*WRITTEN REQUEST*. Skip the pictures and quote all of the lines exactly.

*Dataset excerpts on object pointing*.
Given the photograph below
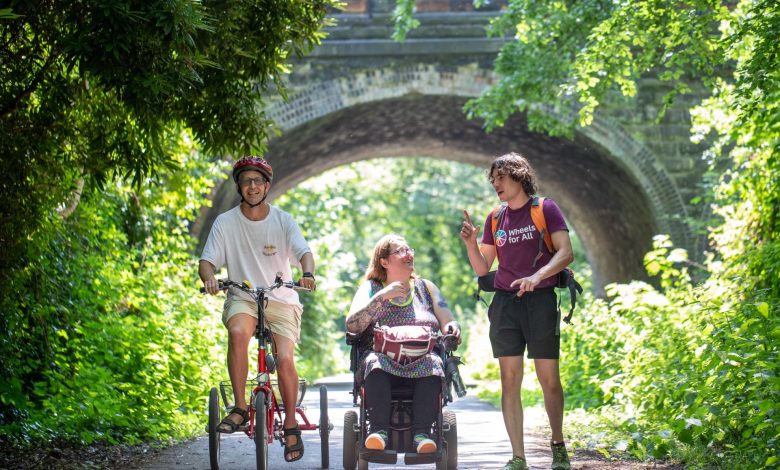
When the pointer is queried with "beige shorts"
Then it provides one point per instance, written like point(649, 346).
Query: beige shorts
point(283, 319)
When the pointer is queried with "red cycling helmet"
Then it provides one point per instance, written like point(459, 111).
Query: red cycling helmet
point(254, 163)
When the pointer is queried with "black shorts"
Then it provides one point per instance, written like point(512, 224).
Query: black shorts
point(532, 319)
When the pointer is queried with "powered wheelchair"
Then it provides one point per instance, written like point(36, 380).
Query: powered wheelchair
point(400, 439)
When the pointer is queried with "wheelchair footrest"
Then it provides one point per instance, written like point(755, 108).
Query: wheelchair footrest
point(415, 459)
point(379, 456)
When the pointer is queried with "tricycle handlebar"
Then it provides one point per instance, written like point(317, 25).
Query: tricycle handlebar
point(244, 286)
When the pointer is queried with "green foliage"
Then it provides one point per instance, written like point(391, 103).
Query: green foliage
point(106, 338)
point(93, 90)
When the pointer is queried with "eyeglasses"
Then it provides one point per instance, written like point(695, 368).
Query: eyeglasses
point(403, 251)
point(247, 182)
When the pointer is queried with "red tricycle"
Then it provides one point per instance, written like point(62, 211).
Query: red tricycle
point(265, 408)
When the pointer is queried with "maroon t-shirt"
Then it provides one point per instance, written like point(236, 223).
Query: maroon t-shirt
point(517, 243)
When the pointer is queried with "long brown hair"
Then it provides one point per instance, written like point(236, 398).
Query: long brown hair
point(377, 272)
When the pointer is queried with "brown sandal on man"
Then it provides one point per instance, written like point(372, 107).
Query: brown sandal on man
point(228, 426)
point(290, 449)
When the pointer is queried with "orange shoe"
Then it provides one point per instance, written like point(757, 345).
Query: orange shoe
point(376, 440)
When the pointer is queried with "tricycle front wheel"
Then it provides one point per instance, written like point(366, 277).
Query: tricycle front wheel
point(214, 435)
point(261, 431)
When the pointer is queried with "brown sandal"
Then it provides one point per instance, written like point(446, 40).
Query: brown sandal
point(229, 426)
point(292, 448)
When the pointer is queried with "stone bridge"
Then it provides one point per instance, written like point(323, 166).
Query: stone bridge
point(361, 95)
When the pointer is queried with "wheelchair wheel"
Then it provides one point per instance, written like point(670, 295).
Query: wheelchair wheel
point(261, 431)
point(214, 435)
point(350, 440)
point(451, 437)
point(324, 426)
point(441, 464)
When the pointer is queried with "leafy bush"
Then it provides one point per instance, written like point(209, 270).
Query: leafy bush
point(107, 338)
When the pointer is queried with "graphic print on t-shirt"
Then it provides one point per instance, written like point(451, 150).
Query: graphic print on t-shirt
point(517, 235)
point(500, 237)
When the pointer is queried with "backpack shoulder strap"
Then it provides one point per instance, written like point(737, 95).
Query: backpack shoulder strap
point(537, 215)
point(495, 218)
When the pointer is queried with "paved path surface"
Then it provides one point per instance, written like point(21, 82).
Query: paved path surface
point(482, 440)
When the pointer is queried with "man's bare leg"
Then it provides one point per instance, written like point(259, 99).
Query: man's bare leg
point(511, 403)
point(550, 379)
point(241, 328)
point(284, 349)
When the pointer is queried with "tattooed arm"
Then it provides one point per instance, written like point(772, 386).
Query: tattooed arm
point(364, 308)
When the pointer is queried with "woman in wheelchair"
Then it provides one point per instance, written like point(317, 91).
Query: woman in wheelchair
point(393, 295)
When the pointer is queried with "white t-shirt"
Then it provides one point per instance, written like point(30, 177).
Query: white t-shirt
point(256, 250)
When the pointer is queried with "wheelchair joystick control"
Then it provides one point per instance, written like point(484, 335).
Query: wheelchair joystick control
point(457, 381)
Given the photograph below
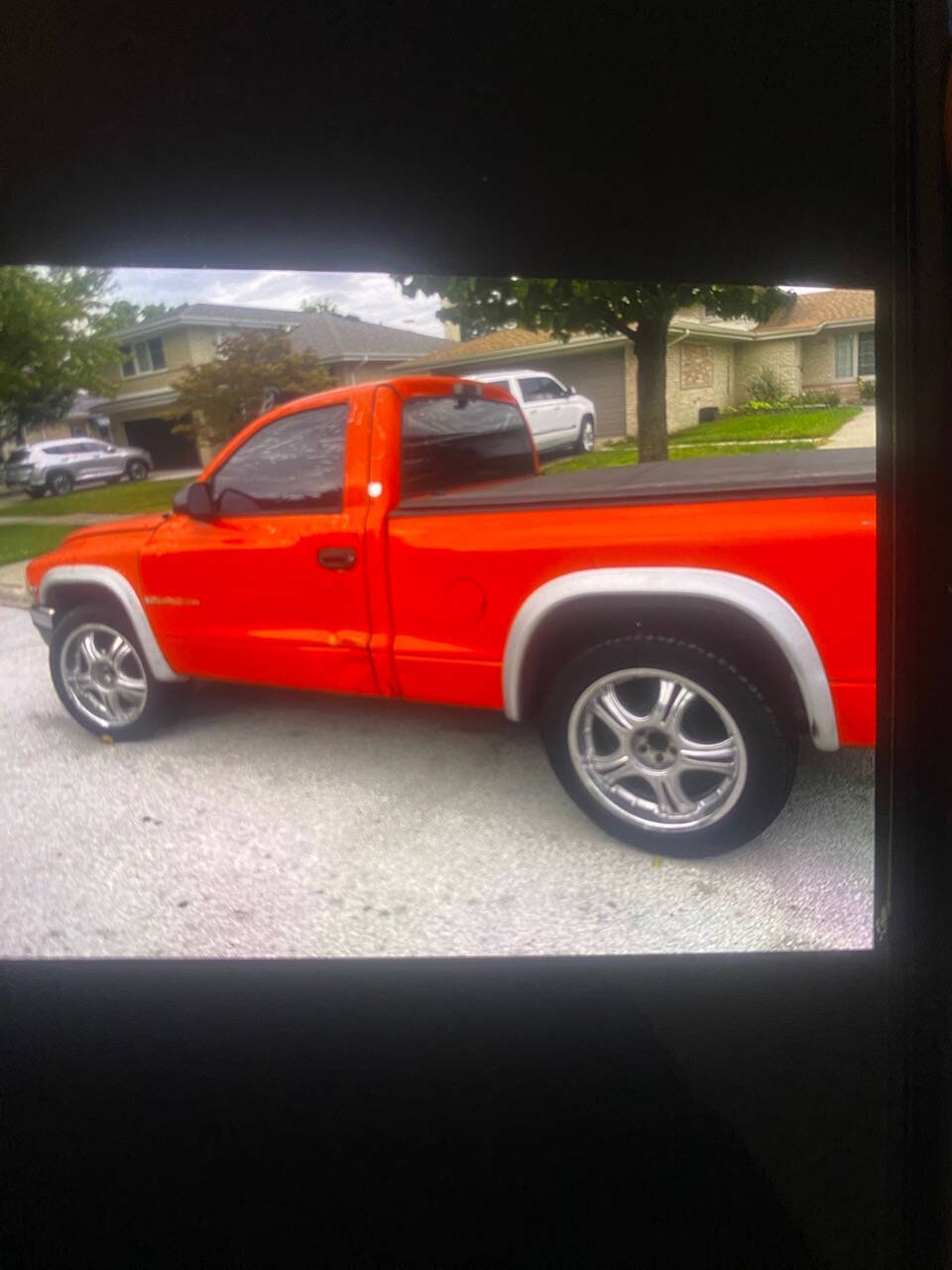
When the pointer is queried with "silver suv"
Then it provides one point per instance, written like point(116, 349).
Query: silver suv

*THE REPLY*.
Given the photograph below
When the pointer is queried with "beige shorts"
Then it provides one point per instance, written like point(649, 346).
Query: beige shorts
point(283, 319)
When the pointer is queried with "red cycling helmet"
Then it provides one point per instance, written like point(459, 111).
Query: red cycling helmet
point(254, 163)
When the pointer is queried with "black shorts"
Then it provides one point per instance, written like point(512, 224).
Query: black shorts
point(532, 319)
When the pointer is queried with "powered wheelchair"
Then it provides one point per instance, written like point(36, 380).
Query: powered wheelchair
point(400, 439)
When the pointer is queried with "wheelchair footrest"
Then it provides one point per instance, written like point(755, 108).
Query: wheelchair footrest
point(415, 459)
point(379, 456)
When the pointer is queried with "tricycle handlebar"
Then it provides one point per instance, written like point(317, 25).
Query: tricycle handlebar
point(244, 286)
When the pointer is queried with "green foliage"
Then it provides one point per instance, written like point(391, 103).
Query: green foliage
point(106, 338)
point(93, 90)
When the pointer is queried with "eyeglasses"
Then it provides one point per instance, written like point(695, 368).
Query: eyeglasses
point(403, 251)
point(247, 182)
When the pointer is queried with "red tricycle"
Then it provides one point per instance, written like point(62, 211).
Query: red tricycle
point(265, 408)
When the pointer is queried with "maroon t-shirt"
Then it provides one point per instance, written like point(236, 223).
Query: maroon t-shirt
point(517, 243)
When the pointer is queried with "long brown hair"
Then it provides one point per instance, written like point(236, 398).
Query: long brown hair
point(377, 272)
When the pointer is queried with "brown sandal on man"
Then it provides one point per instance, written like point(372, 107).
Query: brown sandal on man
point(228, 426)
point(290, 449)
When the pointer is queried with "orange shoe"
Then it provides one point per instance, written like point(757, 345).
Query: orange shoe
point(376, 440)
When the pointer is queried with "tricycle front wheel"
Then it provides one point per instance, written like point(366, 277).
Query: tricycle front wheel
point(214, 435)
point(261, 431)
When the pointer is queried with "brown sandal"
Then it provides one point per instance, written like point(446, 40).
Query: brown sandal
point(229, 426)
point(292, 448)
When the pointer is queried with "stone bridge"
Then it provides one point per instance, written like point(323, 166).
Query: stone bridge
point(361, 95)
When the pointer is queried with "wheelchair wheel"
Then it provides one point per instance, written like point(670, 295).
Query: wheelchair wheel
point(261, 431)
point(214, 435)
point(350, 440)
point(451, 437)
point(324, 426)
point(441, 464)
When the pointer is queried with "leafy bush"
Then it provides one point per instance, written like point(209, 270).
Query: leafy bush
point(107, 338)
When the pointer is queried with "graphic print on t-shirt"
Then it provides one point per instance, written like point(451, 150).
Query: graphic print on t-shirt
point(517, 235)
point(500, 237)
When the pointer is queried with "backpack shoulder strap"
Then it provides one point per instance, written like point(737, 95).
Query: backpack shoulder strap
point(537, 215)
point(495, 218)
When the pointer is queried with "paved path surface"
Then it provides one point per instance, written like point(21, 82).
Query: paved path surface
point(482, 440)
When the pointer is queried with "man's bare leg"
Then it provides one point per instance, written like point(259, 99).
Query: man's bare leg
point(511, 403)
point(550, 379)
point(241, 328)
point(284, 349)
When the pointer is queried with "tattooed arm"
Then it provides one point per instance, written like point(772, 386).
Query: tattooed arm
point(364, 308)
When the pointer is queried with "woman in wheelchair"
Then it provides one point per instance, written like point(317, 91).
Query: woman in wheelchair
point(393, 295)
When the pointer is queried with "white t-shirt"
Then it provides one point per instance, written like point(30, 177).
Query: white t-shirt
point(256, 250)
When the pointer is queried with "wheelchair joystick control"
Then it provides one point per instance, written like point(484, 335).
Query: wheelchair joystick control
point(457, 381)
Given the photograph below
When the pointer is queried with "silver suv"
Then it provides one point per instance, written like point(116, 349).
Query: silver suv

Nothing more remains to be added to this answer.